* Selected excerpt:
== Segment start ==

Originally using turnips or potatoes, immigrants to the United States found pumpkins much better. Later, the legend of the headless horseman (who used a pumpkin for a head) also developed from this basic idea.  He also got mixed up with a schoolteacher.  

The original story involved a haunted man walking around using a pumpkin as a lantern.  But, pumpkins later became associated with evil and horror, including the pumpkin being haunted by an evil spirit.  Jack-o’lanterns are the star of the show; Jack himself is now forgotten.  


Halloween is short for “All Hallows’ Eve,” November 1st being a Catholic day to honor saints (“hallow” is a form of “holy”).  Catholics now celebrate All Saints’ Day on November 1st.  

This time was originally an ancient Celtic (Britain and Ireland) holiday associated with the presence of spirits and ghosts, both good and bad.  The jack-o’-lantern with its association with the devil and evil spirits would be a logical fit for this holiday.

== Segment end ==

* Dataset extract:
== Segment start ==

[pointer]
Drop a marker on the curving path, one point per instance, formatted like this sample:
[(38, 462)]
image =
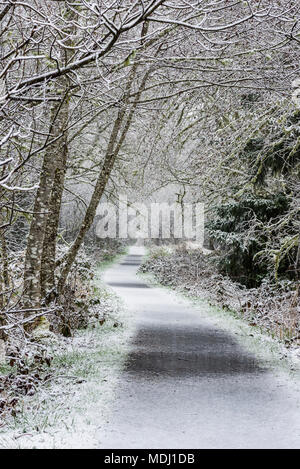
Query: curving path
[(188, 384)]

== Segment end ==

* Exercise details:
Say whether each statement agrees with the Halloween text, answering yes or no and quoting the deciding words of the text: (a) Immigrants to the United States found pumpkins better than turnips or potatoes. (b) Catholics celebrate All Saints' Day on October 31st. (c) The ancient Celtic holiday was associated only with evil spirits. The material isn't needed for the work here.

* Expected answer:
(a) Yes: "Originally using turnips or potatoes, immigrants to the United States found pumpkins much better."
(b) No: "Catholics now celebrate All Saints’ Day on November 1st."
(c) No: "associated with the presence of spirits and ghosts, both good and bad."